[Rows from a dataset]
-- BEGIN --

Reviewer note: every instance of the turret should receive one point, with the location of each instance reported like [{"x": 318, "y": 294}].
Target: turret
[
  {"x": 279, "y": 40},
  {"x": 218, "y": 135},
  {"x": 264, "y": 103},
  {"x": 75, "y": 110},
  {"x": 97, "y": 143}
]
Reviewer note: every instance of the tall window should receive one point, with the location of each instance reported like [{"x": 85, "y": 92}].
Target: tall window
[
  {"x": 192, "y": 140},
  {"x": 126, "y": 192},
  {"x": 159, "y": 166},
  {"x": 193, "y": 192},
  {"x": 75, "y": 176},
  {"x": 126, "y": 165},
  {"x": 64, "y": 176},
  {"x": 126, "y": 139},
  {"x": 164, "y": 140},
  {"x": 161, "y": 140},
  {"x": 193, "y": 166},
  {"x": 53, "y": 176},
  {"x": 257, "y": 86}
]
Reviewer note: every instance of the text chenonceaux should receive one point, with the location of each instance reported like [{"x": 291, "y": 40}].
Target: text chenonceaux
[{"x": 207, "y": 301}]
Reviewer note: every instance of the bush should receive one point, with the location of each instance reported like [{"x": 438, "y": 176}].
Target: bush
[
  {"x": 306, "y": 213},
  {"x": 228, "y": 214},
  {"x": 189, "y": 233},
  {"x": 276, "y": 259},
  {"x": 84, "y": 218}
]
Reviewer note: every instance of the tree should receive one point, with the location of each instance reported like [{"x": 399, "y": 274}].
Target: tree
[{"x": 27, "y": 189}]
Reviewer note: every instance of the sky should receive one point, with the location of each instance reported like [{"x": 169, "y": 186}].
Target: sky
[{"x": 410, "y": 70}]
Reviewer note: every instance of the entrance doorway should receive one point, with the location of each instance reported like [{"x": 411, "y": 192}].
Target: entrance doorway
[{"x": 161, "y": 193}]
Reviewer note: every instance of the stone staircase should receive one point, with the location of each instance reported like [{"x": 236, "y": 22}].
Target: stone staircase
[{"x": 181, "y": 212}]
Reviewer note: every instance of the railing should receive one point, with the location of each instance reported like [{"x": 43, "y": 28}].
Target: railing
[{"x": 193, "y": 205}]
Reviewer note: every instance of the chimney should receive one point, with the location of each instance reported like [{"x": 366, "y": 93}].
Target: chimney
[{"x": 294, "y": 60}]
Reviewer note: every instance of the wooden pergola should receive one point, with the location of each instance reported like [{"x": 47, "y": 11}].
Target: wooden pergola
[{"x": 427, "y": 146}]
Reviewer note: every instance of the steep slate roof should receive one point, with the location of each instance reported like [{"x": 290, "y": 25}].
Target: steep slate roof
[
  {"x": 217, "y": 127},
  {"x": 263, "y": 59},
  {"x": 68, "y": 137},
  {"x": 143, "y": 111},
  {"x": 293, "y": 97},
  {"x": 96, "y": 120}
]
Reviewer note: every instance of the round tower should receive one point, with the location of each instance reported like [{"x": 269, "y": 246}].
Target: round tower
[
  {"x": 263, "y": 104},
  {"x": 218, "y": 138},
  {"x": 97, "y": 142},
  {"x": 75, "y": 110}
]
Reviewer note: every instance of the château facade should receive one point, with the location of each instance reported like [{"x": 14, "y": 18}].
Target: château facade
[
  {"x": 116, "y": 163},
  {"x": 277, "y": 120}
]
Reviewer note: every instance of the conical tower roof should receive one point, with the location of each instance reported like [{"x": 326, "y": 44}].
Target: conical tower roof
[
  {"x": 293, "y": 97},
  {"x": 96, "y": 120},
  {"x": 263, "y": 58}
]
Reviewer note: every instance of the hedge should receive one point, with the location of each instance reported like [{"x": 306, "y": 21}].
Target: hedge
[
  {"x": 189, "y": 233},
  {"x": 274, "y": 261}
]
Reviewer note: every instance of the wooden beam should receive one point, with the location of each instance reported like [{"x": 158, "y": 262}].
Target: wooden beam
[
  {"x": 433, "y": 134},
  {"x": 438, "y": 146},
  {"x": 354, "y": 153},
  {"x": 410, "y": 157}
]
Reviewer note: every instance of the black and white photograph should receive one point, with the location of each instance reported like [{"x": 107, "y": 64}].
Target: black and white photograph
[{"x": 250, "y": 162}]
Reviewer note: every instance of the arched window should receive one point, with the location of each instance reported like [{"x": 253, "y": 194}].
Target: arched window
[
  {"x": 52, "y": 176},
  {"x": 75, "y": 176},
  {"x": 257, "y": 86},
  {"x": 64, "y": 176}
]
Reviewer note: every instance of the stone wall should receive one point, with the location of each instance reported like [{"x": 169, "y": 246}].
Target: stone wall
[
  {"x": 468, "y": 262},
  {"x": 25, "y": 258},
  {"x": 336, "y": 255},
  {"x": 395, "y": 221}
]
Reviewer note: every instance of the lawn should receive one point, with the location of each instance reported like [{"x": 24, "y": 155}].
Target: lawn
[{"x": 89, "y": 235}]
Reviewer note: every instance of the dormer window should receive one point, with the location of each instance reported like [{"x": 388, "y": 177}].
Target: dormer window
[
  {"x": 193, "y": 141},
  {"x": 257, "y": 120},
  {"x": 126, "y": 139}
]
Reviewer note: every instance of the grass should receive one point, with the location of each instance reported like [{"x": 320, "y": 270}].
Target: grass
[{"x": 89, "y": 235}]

-- END --

### Exercise directions
Rewrite all of the items above, replacing every "Reviewer note" with "Annotator note" and leaving everything else unchanged.

### Correct output
Annotator note: every instance of the turret should receive one point, with the location of each instance reported like [{"x": 318, "y": 294}].
Target: turret
[
  {"x": 279, "y": 40},
  {"x": 218, "y": 135},
  {"x": 264, "y": 103},
  {"x": 75, "y": 110},
  {"x": 97, "y": 143}
]
Annotator note: every instance of the tall window should receive one point, with the location of each instance reported like [{"x": 85, "y": 92}].
Target: tall window
[
  {"x": 192, "y": 140},
  {"x": 126, "y": 192},
  {"x": 159, "y": 166},
  {"x": 193, "y": 192},
  {"x": 75, "y": 176},
  {"x": 126, "y": 165},
  {"x": 64, "y": 176},
  {"x": 126, "y": 139},
  {"x": 164, "y": 140},
  {"x": 161, "y": 140},
  {"x": 193, "y": 166},
  {"x": 53, "y": 176},
  {"x": 257, "y": 86}
]
Annotator note: every instance of the text chenonceaux should receive one point, with the location of each instance reported like [{"x": 291, "y": 40}].
Target: text chenonceaux
[{"x": 207, "y": 301}]
Annotator note: every instance of the bush should receive one point, with the location of each instance reported like [{"x": 438, "y": 176}].
Target: bush
[
  {"x": 306, "y": 213},
  {"x": 228, "y": 214},
  {"x": 189, "y": 233},
  {"x": 276, "y": 259},
  {"x": 84, "y": 218}
]
Annotator note: every instance of the tree should receive one point, with the location of each instance reported like [{"x": 399, "y": 274}].
Target: tree
[{"x": 27, "y": 189}]
Annotator note: every instance of the sky should receive one point, with the location of each instance reported like [{"x": 169, "y": 186}].
Target: sky
[{"x": 410, "y": 70}]
Annotator note: every instance of the entrance doorway should receive one point, with the location of each instance reported like [{"x": 411, "y": 192}].
Target: entrance doorway
[{"x": 161, "y": 193}]
Annotator note: every instance of the stone staircase should receive one point, with the location of each instance reported like [{"x": 236, "y": 22}].
Target: stone staircase
[{"x": 181, "y": 212}]
Annotator note: every instance of the railing should receive one point, with the location of each instance reported like [{"x": 43, "y": 28}].
Target: railing
[{"x": 193, "y": 205}]
Annotator note: every instance of the chimney should receive one point, with the location of each instance reported like [{"x": 366, "y": 93}].
Target: chimney
[{"x": 294, "y": 60}]
Annotator note: every instance of the wooden pergola should receive one point, with the location of each instance reported like [{"x": 47, "y": 11}].
Target: wooden pergola
[{"x": 427, "y": 146}]
Annotator note: every instance of the steep slate roof should receive one point, with the location of each instance reported like [{"x": 290, "y": 25}].
Target: steep slate roof
[
  {"x": 217, "y": 127},
  {"x": 263, "y": 59},
  {"x": 68, "y": 137},
  {"x": 143, "y": 111},
  {"x": 293, "y": 97},
  {"x": 96, "y": 120}
]
Annotator note: every instance of the round tower should receive one point, with the location of each instance reported like [{"x": 269, "y": 246}].
Target: round tower
[
  {"x": 263, "y": 104},
  {"x": 218, "y": 138},
  {"x": 97, "y": 142},
  {"x": 75, "y": 110}
]
Annotator note: every instance of the château facade should receive one point, with the location of each instance reported like [{"x": 14, "y": 18}].
Target: château facade
[
  {"x": 116, "y": 163},
  {"x": 277, "y": 120}
]
Annotator note: every instance of the conical tower roof should receive one point, with the location of each instance reported like [{"x": 326, "y": 44}].
Target: conical tower roof
[
  {"x": 293, "y": 97},
  {"x": 96, "y": 120},
  {"x": 263, "y": 58}
]
Annotator note: every instance of the hedge should receive one point, with the location of each instance reported like [{"x": 306, "y": 21}].
Target: hedge
[
  {"x": 189, "y": 233},
  {"x": 274, "y": 261}
]
Annotator note: every instance of the wooden beam should receive one point, with the location of each instance reported like [{"x": 158, "y": 262}].
Target: wooden beam
[
  {"x": 433, "y": 134},
  {"x": 438, "y": 146},
  {"x": 354, "y": 153},
  {"x": 410, "y": 157}
]
Annotator note: every instance of the black and white photograph should receive one point, with the location of each instance reported like [{"x": 107, "y": 64}].
Target: black and white photograph
[{"x": 250, "y": 162}]
Annotator note: every instance of the arched window should receive one point, with the location of each instance reported like [{"x": 253, "y": 194}].
Target: arched window
[
  {"x": 52, "y": 176},
  {"x": 75, "y": 176},
  {"x": 257, "y": 86},
  {"x": 64, "y": 176}
]
Annotator note: every instance of the stone wall should receive one point, with the location of each instance reported like [{"x": 169, "y": 246}].
Target: stone wall
[
  {"x": 468, "y": 262},
  {"x": 25, "y": 258},
  {"x": 336, "y": 255},
  {"x": 395, "y": 221}
]
Annotator note: every instance of the lawn should receive one point, with the location of each instance reported like [{"x": 24, "y": 155}].
Target: lawn
[{"x": 89, "y": 235}]
Annotator note: every instance of the dormer window should receive one point, with the location of each instance reported like [{"x": 388, "y": 177}].
Target: dormer window
[
  {"x": 193, "y": 141},
  {"x": 257, "y": 120},
  {"x": 126, "y": 139}
]
Annotator note: every instance of the grass should receive one point, with the location of each instance reported like [{"x": 320, "y": 270}].
Target: grass
[{"x": 89, "y": 235}]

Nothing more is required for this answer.